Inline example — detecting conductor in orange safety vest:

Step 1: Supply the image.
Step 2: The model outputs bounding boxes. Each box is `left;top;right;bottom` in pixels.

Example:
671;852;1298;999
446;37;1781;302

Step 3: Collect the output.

*WORK INSTRUCTIONS*
Set down exactly, and only, the lines of the data above from the line containing "671;852;1298;999" through the last one.

*SOLUTION FOR THIS TASK*
671;852;1298;999
446;37;1781;302

Step 3: Collect the output.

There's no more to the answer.